Work to do
Rewrite the data from its first line through the line containing "270], [3, 290]]]", swapping "grass" for "turf" and leaving everything else unchanged.

* * *

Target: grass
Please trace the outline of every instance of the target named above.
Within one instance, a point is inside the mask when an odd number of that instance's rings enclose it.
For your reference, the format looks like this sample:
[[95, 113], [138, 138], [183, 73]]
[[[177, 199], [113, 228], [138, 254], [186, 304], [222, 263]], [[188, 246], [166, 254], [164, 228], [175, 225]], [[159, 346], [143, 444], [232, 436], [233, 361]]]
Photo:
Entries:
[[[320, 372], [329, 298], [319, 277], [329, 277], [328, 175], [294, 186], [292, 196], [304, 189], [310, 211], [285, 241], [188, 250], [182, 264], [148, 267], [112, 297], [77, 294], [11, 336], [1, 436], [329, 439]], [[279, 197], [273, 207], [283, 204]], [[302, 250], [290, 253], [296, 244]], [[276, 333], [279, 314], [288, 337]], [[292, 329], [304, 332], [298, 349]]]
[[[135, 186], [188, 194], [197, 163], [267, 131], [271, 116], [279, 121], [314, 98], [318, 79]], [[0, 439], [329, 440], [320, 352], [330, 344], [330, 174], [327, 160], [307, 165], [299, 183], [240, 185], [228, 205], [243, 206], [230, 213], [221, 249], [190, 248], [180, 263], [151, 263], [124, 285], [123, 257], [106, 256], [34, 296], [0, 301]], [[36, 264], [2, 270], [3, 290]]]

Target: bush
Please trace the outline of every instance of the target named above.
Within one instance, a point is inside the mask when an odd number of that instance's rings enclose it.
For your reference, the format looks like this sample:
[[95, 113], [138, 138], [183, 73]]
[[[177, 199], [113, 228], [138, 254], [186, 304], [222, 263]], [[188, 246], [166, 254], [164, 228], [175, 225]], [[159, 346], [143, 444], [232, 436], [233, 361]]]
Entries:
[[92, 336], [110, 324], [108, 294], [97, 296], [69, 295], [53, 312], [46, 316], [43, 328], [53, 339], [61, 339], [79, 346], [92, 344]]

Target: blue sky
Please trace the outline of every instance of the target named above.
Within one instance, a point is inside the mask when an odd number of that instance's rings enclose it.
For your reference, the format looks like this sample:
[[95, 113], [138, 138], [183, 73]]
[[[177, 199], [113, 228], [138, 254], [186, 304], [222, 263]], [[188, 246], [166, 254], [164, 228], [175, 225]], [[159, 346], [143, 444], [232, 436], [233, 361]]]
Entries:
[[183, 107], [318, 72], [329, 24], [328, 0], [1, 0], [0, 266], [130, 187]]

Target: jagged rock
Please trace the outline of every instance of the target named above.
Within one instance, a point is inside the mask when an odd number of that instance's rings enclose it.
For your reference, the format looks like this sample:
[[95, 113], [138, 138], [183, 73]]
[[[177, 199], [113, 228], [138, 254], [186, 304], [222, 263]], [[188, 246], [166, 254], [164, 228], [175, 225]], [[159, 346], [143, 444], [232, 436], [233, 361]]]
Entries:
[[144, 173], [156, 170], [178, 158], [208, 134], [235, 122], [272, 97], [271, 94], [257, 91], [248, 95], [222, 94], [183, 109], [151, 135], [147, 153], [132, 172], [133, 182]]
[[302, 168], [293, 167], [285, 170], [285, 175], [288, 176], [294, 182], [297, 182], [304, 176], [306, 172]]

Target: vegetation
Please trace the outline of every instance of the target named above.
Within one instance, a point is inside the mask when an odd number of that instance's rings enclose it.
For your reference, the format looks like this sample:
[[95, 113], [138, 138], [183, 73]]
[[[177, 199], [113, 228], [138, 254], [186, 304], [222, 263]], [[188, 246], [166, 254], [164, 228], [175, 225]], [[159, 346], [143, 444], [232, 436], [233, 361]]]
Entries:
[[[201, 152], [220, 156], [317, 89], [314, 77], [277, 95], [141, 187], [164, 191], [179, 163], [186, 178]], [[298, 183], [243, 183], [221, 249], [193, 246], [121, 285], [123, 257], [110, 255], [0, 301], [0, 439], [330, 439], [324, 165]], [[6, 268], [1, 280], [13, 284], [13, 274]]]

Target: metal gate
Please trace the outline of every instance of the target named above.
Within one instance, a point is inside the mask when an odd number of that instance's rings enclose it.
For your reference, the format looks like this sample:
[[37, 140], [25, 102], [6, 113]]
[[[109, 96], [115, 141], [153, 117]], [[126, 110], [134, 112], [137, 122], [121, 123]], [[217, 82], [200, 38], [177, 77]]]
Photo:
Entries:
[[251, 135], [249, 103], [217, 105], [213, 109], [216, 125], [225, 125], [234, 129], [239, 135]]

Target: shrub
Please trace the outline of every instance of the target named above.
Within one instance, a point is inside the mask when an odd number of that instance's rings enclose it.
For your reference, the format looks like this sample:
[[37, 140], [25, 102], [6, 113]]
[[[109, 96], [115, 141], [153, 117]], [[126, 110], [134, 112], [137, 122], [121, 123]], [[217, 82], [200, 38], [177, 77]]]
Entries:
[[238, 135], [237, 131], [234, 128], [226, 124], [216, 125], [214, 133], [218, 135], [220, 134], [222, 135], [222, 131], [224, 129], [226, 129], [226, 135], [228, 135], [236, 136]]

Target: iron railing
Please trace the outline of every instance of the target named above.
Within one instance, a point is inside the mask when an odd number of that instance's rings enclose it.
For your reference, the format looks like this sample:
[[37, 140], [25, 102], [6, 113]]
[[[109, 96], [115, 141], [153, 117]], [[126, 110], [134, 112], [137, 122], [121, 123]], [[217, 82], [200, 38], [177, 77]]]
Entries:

* * *

Solution to this exercise
Target: turf
Please trace the outline of every instance of the target named above.
Within one instance, a point is inside the mask when an odd number of that instance's rings enclose it.
For your reference, the format looks like this sample:
[[95, 113], [138, 138], [183, 73]]
[[[177, 199], [113, 228], [138, 254], [186, 304], [222, 263]], [[188, 246], [166, 254], [164, 228], [175, 225]], [[159, 346], [143, 444], [232, 436], [233, 361]]]
Photo:
Entries:
[[[320, 372], [329, 298], [319, 277], [329, 277], [328, 175], [294, 186], [292, 196], [304, 189], [310, 211], [285, 241], [188, 250], [182, 264], [148, 267], [112, 297], [77, 294], [11, 336], [1, 436], [329, 439]], [[279, 197], [273, 207], [283, 204]], [[302, 250], [290, 253], [296, 244]], [[276, 333], [279, 314], [288, 337]], [[292, 329], [304, 332], [298, 349]]]
[[[135, 186], [188, 194], [197, 163], [267, 131], [271, 116], [279, 121], [314, 98], [318, 79]], [[0, 439], [329, 440], [320, 352], [330, 344], [330, 174], [327, 160], [307, 165], [299, 183], [240, 185], [228, 205], [243, 206], [230, 213], [221, 249], [190, 248], [180, 263], [151, 263], [124, 285], [123, 257], [106, 256], [34, 296], [0, 301]], [[36, 264], [2, 270], [3, 290]]]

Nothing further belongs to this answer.